===== Material provided

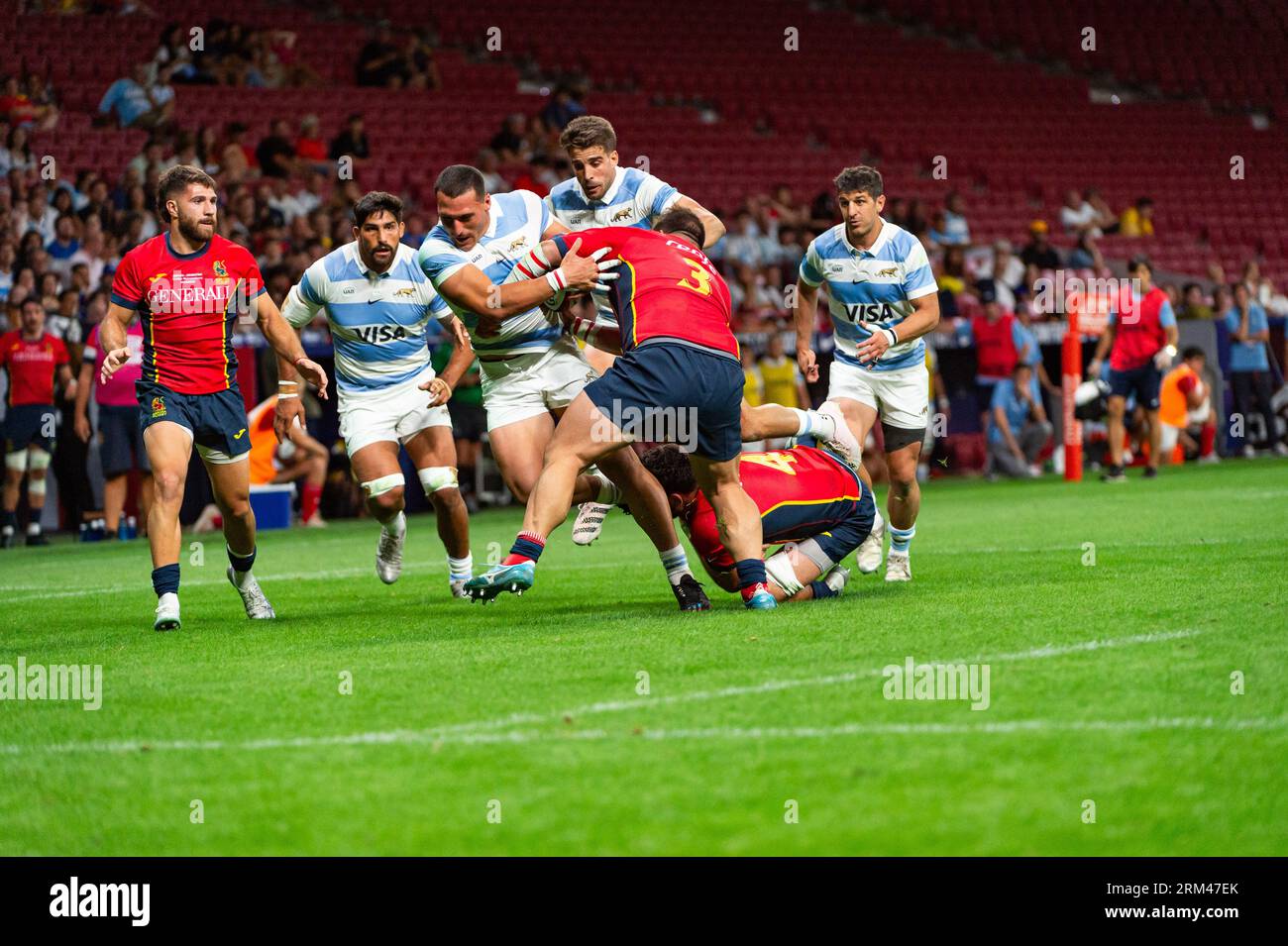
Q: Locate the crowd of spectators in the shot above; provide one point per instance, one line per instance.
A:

==========
===== Material provided

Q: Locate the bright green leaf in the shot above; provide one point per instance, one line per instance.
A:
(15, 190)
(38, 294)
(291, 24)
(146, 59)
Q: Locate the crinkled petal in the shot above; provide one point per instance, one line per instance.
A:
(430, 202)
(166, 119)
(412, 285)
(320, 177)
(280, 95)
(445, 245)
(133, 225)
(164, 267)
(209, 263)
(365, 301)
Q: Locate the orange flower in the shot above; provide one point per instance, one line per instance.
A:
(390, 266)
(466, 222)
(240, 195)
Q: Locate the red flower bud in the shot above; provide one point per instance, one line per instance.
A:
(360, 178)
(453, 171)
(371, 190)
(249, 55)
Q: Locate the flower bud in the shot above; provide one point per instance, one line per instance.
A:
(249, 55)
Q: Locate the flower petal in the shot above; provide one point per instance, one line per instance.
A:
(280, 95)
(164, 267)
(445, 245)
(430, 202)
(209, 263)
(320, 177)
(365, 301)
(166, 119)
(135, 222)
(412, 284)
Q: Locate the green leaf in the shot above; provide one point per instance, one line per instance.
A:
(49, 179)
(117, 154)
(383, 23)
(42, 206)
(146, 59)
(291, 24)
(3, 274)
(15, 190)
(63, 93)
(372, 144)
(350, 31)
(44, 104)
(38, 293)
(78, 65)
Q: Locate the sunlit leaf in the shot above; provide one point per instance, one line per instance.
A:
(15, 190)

==========

What is asked: Tally the lines of the material above that contain the string "instance", counting only matches in the same case. Reply with the number alone.

Result of the task: 9